* [Problem requirements]
Restate word for word the entries below, starting with the line with "for every instance of the orange football" and continuing through the line with "for every instance of the white jersey". Include both of those lines and no others.

* [Provided data]
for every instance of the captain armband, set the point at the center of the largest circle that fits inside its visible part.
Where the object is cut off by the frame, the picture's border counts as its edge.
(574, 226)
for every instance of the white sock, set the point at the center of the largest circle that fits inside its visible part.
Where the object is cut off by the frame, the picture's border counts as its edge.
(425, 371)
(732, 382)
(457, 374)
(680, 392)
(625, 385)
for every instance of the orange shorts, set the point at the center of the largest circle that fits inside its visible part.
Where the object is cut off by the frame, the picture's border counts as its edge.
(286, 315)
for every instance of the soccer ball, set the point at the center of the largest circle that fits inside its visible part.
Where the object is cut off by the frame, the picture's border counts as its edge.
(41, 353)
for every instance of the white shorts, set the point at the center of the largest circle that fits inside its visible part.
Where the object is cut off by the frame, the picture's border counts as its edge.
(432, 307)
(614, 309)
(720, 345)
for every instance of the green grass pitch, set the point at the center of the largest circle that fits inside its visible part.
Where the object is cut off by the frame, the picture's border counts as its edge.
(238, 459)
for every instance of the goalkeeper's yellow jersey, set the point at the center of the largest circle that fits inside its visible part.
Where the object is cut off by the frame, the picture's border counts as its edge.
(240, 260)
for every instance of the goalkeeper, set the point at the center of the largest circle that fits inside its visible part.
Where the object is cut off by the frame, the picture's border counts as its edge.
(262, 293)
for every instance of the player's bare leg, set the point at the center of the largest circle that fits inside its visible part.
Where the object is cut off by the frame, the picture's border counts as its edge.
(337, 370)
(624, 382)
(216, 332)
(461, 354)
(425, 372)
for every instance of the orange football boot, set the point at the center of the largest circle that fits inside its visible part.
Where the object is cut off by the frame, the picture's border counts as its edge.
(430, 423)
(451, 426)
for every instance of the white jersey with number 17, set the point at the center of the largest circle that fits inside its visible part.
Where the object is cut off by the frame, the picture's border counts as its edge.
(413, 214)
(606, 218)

==

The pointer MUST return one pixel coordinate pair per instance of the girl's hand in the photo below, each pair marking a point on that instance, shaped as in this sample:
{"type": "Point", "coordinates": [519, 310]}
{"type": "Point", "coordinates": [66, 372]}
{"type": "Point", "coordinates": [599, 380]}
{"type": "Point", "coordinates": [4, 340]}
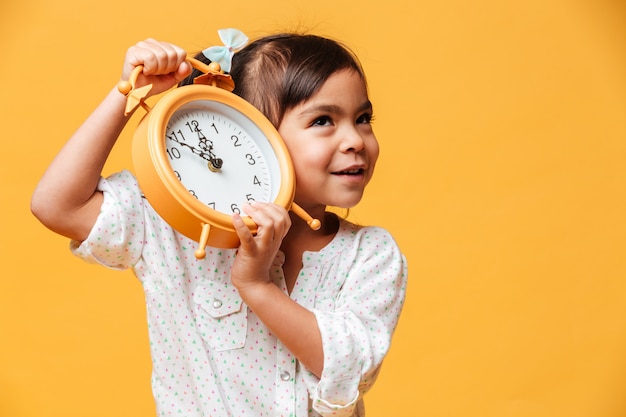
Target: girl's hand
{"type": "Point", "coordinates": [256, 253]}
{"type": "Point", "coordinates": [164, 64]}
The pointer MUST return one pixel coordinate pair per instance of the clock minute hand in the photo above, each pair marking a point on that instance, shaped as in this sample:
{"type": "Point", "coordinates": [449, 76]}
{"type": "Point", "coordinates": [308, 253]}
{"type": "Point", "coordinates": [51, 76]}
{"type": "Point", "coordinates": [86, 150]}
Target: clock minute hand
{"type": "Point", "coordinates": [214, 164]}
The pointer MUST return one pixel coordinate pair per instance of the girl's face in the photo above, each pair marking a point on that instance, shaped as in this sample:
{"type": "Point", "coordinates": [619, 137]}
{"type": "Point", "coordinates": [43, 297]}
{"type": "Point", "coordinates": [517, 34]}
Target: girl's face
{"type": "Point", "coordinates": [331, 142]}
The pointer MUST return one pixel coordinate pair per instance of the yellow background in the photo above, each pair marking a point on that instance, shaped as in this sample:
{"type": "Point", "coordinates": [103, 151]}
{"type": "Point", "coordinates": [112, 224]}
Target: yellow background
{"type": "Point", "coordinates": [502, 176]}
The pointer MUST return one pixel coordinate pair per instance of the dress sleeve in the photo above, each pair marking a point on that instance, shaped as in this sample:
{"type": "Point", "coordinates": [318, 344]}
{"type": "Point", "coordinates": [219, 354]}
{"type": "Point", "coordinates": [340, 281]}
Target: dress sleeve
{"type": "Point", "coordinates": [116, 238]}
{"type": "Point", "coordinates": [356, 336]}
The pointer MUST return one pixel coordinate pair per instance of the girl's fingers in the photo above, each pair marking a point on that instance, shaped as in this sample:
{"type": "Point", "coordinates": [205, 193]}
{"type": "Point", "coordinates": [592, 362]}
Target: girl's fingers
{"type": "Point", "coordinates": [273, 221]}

---

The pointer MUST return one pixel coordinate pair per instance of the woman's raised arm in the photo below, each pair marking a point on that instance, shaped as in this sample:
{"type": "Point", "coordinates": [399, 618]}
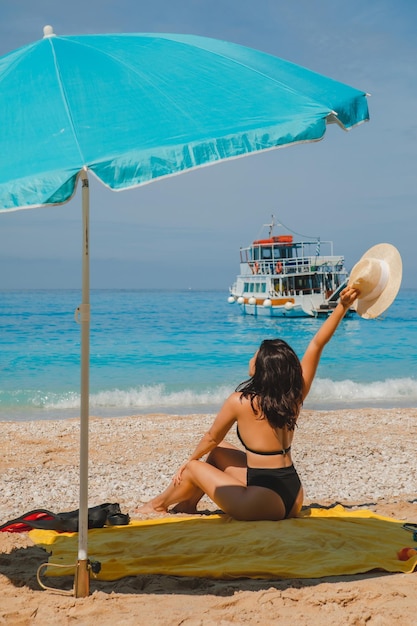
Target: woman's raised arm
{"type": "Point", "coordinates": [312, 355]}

* [Task output]
for every instance of the orange football boot, set the point at the center of the largest circle that fits inside its visible part.
Where the object is cut off by the frame, the picture's border counts as its edge.
(430, 423)
(451, 426)
for every instance of the white jersey with number 17, set the point at the center of the largest circle that fits inside its visible part.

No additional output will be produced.